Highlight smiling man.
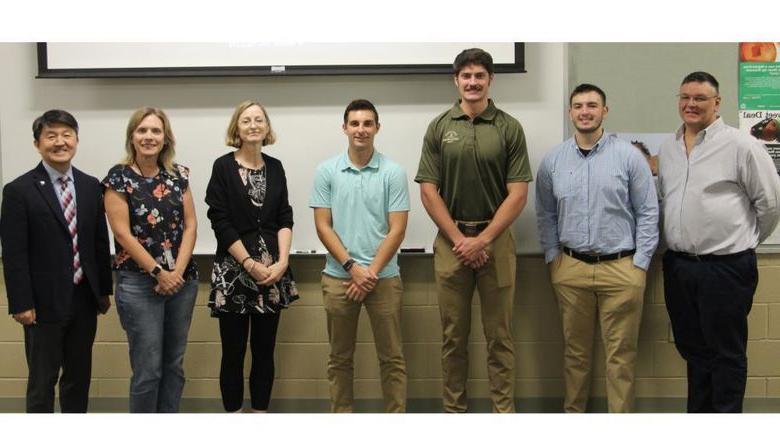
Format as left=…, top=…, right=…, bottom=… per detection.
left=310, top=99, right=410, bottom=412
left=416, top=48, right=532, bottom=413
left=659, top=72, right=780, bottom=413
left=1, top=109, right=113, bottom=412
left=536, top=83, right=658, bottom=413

* [EXERCISE AIM]
The whole listing above must be returned exactly as written, with no pictures carried over.

* [ANSWER FOR THIS EXERCISE]
Highlight smiling man.
Format as left=…, top=…, right=…, bottom=… per detection.
left=310, top=99, right=410, bottom=412
left=416, top=48, right=532, bottom=413
left=659, top=72, right=780, bottom=413
left=1, top=109, right=113, bottom=412
left=536, top=83, right=658, bottom=413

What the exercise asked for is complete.